→ **Description of the task**
From the records below, copy each line that has the word "trunk" in it.

→ **Provided data**
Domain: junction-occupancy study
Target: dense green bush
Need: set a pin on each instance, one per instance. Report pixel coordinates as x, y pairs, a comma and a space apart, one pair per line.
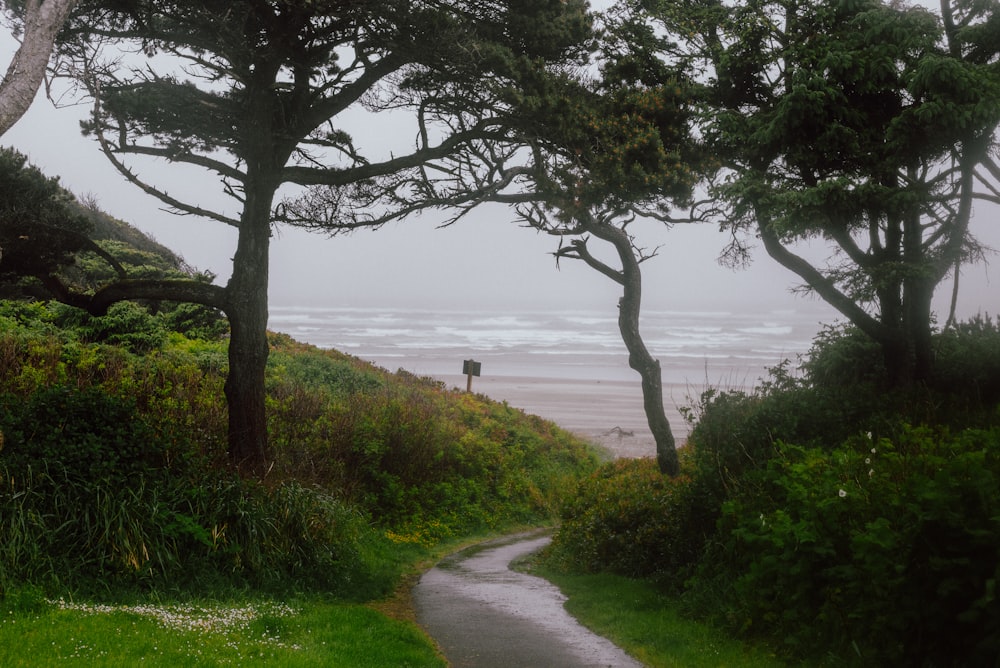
182, 533
875, 553
79, 434
113, 474
629, 519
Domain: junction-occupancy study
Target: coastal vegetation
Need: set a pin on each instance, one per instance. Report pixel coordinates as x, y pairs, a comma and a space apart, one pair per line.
157, 457
836, 520
121, 518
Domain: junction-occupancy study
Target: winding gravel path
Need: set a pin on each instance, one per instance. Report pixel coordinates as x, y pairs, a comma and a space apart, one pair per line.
484, 615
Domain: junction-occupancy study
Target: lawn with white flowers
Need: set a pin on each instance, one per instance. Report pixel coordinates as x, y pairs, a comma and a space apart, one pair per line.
308, 633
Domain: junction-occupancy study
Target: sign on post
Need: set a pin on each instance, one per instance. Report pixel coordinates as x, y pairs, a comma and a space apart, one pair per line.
471, 368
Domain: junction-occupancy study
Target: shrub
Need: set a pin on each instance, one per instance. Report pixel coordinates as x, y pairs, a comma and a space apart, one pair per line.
126, 324
882, 552
81, 434
628, 518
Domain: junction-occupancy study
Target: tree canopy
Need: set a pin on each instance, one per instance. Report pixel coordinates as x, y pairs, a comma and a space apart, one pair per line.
253, 92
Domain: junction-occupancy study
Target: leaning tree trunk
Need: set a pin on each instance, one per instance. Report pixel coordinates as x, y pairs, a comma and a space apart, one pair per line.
639, 358
248, 347
42, 22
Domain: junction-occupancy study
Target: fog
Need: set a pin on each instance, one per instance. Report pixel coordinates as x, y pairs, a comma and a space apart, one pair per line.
486, 261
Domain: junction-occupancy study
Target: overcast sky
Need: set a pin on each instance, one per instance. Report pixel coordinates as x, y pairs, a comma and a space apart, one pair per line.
486, 261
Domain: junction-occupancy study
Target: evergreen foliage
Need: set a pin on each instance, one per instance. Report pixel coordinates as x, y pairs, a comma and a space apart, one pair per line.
112, 476
840, 523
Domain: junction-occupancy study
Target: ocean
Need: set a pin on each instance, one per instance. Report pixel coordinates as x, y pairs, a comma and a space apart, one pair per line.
569, 366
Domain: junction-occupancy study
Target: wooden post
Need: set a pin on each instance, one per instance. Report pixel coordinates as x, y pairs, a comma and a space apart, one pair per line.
470, 368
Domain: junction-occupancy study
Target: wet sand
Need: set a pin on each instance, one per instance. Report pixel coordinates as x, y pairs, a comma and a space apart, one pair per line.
607, 412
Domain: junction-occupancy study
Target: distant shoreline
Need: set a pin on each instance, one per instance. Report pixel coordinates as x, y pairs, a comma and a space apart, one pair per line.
608, 413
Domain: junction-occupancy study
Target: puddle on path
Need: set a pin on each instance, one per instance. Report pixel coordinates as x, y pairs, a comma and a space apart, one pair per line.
484, 615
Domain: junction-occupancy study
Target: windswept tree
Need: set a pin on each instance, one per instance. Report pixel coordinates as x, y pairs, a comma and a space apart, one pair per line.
869, 125
254, 92
38, 22
586, 158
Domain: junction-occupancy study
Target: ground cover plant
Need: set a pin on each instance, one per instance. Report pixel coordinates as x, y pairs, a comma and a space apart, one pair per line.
301, 632
115, 488
842, 523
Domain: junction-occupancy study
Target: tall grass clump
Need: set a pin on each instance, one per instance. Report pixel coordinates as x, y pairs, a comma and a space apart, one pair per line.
88, 501
114, 476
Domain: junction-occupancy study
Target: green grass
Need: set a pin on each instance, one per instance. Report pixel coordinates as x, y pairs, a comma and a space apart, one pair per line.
648, 625
303, 633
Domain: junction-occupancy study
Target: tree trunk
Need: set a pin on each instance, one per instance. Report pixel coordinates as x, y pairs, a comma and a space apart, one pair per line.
248, 347
42, 21
639, 357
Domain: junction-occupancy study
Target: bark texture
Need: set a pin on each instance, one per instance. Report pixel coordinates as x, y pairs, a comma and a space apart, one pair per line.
42, 22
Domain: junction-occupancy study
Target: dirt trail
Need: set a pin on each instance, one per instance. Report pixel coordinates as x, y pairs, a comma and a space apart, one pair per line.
484, 615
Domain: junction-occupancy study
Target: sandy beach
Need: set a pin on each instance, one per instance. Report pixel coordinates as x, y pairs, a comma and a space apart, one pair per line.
605, 412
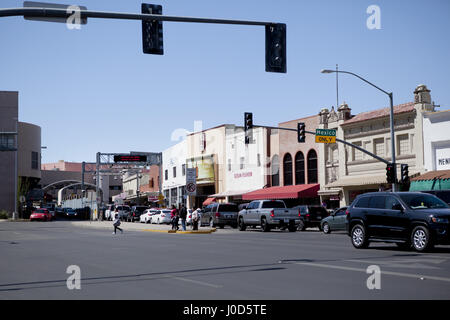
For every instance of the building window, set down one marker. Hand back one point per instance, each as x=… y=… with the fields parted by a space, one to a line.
x=312 y=166
x=402 y=144
x=357 y=155
x=275 y=171
x=287 y=170
x=34 y=160
x=378 y=147
x=299 y=168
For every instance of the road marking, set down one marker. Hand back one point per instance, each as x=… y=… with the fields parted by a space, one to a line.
x=407 y=263
x=399 y=274
x=197 y=282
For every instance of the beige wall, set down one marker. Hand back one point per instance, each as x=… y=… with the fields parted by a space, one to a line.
x=8 y=117
x=29 y=141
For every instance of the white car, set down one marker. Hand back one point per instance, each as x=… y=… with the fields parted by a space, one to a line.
x=146 y=216
x=161 y=216
x=188 y=217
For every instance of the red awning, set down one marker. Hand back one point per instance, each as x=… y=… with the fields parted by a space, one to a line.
x=286 y=192
x=208 y=201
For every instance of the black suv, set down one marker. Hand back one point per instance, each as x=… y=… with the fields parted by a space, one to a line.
x=408 y=219
x=311 y=216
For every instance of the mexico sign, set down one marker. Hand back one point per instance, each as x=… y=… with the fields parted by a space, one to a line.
x=325 y=135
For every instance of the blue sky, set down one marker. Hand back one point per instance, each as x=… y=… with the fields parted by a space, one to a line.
x=94 y=90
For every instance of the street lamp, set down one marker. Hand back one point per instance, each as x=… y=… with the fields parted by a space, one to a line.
x=390 y=94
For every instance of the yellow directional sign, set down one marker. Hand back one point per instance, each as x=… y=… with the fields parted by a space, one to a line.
x=325 y=139
x=325 y=135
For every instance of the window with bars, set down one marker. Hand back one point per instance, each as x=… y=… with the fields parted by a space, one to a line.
x=378 y=147
x=402 y=144
x=357 y=155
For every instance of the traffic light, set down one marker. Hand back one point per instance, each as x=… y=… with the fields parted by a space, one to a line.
x=390 y=173
x=301 y=132
x=248 y=126
x=152 y=35
x=404 y=173
x=276 y=48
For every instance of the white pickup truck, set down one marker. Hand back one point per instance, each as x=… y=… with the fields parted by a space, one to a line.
x=268 y=214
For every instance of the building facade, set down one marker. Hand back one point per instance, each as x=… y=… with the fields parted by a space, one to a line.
x=346 y=171
x=174 y=174
x=27 y=159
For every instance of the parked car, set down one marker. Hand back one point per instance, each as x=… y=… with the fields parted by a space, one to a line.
x=109 y=212
x=311 y=216
x=408 y=219
x=220 y=215
x=122 y=211
x=70 y=213
x=188 y=217
x=41 y=214
x=335 y=221
x=135 y=213
x=59 y=212
x=268 y=214
x=146 y=216
x=162 y=216
x=444 y=195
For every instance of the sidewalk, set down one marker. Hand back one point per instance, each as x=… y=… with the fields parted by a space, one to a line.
x=137 y=226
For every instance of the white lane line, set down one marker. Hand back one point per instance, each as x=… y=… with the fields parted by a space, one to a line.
x=398 y=274
x=197 y=282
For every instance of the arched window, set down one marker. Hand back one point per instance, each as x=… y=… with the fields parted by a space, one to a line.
x=299 y=168
x=287 y=170
x=312 y=166
x=275 y=171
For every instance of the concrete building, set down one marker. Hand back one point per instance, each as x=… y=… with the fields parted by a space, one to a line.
x=347 y=172
x=247 y=165
x=174 y=174
x=436 y=140
x=28 y=154
x=206 y=152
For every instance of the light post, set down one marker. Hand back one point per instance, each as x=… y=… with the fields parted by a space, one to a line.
x=390 y=94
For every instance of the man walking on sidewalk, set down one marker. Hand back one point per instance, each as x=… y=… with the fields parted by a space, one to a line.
x=183 y=215
x=116 y=224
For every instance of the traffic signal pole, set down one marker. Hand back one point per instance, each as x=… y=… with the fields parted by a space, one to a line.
x=62 y=13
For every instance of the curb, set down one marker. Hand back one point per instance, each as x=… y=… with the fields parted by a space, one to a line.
x=181 y=232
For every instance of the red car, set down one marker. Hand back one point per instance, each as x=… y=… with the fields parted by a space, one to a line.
x=41 y=214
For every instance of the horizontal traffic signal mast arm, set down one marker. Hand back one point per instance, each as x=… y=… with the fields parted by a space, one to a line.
x=63 y=13
x=337 y=139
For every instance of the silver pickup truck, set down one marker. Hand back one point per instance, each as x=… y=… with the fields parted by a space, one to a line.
x=268 y=214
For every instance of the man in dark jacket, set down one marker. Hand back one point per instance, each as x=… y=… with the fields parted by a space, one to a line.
x=183 y=215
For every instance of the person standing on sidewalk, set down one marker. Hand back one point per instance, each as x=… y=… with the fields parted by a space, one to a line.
x=174 y=216
x=116 y=224
x=183 y=215
x=195 y=219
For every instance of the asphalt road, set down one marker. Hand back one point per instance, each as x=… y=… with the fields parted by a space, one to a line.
x=227 y=264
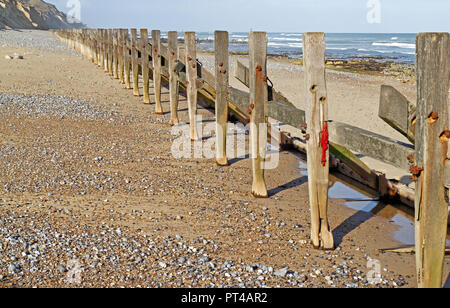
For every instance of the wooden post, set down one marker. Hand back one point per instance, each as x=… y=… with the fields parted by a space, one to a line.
x=432 y=136
x=102 y=55
x=105 y=50
x=222 y=82
x=134 y=61
x=258 y=104
x=145 y=62
x=173 y=77
x=191 y=83
x=94 y=45
x=110 y=52
x=116 y=53
x=99 y=47
x=316 y=116
x=121 y=57
x=126 y=56
x=156 y=59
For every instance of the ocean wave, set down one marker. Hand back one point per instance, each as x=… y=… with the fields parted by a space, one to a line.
x=398 y=45
x=286 y=39
x=291 y=34
x=338 y=48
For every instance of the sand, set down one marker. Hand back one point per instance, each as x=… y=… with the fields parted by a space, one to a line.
x=117 y=169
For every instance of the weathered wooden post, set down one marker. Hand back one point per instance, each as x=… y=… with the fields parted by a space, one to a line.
x=99 y=47
x=126 y=56
x=258 y=105
x=191 y=83
x=105 y=50
x=110 y=52
x=100 y=38
x=173 y=76
x=157 y=69
x=121 y=57
x=134 y=62
x=94 y=45
x=432 y=137
x=116 y=53
x=317 y=145
x=145 y=62
x=222 y=82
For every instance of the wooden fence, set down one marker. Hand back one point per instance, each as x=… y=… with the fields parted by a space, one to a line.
x=328 y=144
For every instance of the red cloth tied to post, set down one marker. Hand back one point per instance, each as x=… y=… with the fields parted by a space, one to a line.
x=324 y=136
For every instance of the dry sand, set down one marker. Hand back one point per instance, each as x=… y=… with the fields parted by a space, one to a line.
x=109 y=168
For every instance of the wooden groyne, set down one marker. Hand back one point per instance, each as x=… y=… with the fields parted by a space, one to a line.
x=328 y=144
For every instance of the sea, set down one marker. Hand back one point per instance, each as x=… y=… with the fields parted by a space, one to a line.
x=393 y=47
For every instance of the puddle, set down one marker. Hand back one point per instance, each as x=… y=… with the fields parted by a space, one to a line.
x=359 y=200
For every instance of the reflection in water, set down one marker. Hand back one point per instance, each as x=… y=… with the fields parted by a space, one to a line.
x=361 y=201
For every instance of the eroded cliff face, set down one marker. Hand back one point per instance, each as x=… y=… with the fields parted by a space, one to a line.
x=32 y=14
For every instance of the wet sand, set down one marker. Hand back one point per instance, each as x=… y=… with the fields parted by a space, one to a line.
x=102 y=171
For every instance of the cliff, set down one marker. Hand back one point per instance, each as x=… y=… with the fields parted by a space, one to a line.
x=32 y=14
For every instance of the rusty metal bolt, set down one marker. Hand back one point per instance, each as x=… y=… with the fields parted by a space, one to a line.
x=415 y=170
x=433 y=117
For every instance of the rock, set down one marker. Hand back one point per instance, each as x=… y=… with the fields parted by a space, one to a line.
x=281 y=272
x=62 y=269
x=12 y=269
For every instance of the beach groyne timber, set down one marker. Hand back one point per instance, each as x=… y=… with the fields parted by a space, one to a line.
x=108 y=49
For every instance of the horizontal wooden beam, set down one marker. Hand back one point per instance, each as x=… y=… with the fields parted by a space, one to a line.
x=241 y=73
x=371 y=144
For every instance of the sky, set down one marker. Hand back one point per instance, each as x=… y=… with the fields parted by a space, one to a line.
x=331 y=16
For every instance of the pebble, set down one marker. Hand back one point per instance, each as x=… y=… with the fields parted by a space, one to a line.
x=281 y=272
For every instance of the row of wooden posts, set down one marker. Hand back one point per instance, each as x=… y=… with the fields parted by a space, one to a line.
x=126 y=58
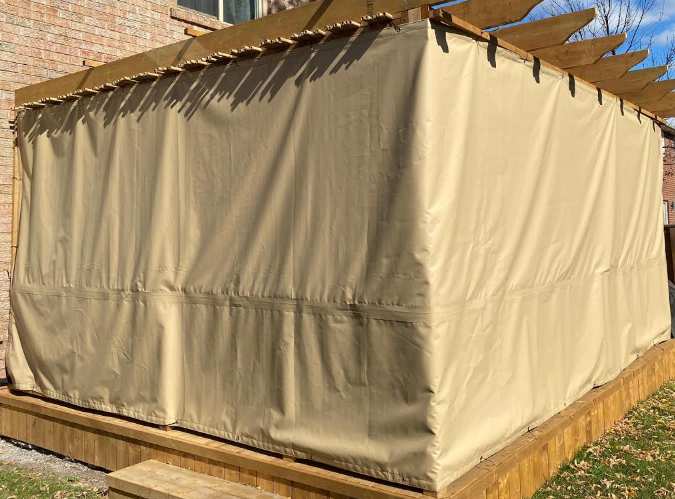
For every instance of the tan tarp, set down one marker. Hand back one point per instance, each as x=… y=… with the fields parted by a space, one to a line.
x=392 y=255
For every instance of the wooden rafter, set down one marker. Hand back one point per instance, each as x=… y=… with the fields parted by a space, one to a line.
x=651 y=93
x=610 y=67
x=664 y=104
x=489 y=13
x=580 y=53
x=312 y=15
x=632 y=81
x=546 y=32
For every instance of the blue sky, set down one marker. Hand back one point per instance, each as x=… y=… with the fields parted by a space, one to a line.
x=657 y=26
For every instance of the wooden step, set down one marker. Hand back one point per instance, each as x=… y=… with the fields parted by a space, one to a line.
x=152 y=479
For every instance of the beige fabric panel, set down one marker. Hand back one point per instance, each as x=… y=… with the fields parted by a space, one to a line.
x=392 y=254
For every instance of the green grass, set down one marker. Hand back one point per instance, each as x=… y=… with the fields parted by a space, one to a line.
x=635 y=459
x=18 y=483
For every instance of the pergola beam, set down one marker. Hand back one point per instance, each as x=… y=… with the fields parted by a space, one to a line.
x=580 y=53
x=546 y=32
x=309 y=16
x=632 y=81
x=610 y=67
x=488 y=13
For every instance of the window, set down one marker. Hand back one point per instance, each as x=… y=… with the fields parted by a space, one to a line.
x=229 y=11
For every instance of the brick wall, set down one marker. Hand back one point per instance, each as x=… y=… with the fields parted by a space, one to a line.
x=43 y=39
x=669 y=177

→ **Output for this exercise**
Target: leaning tree trunk
Target: tree trunk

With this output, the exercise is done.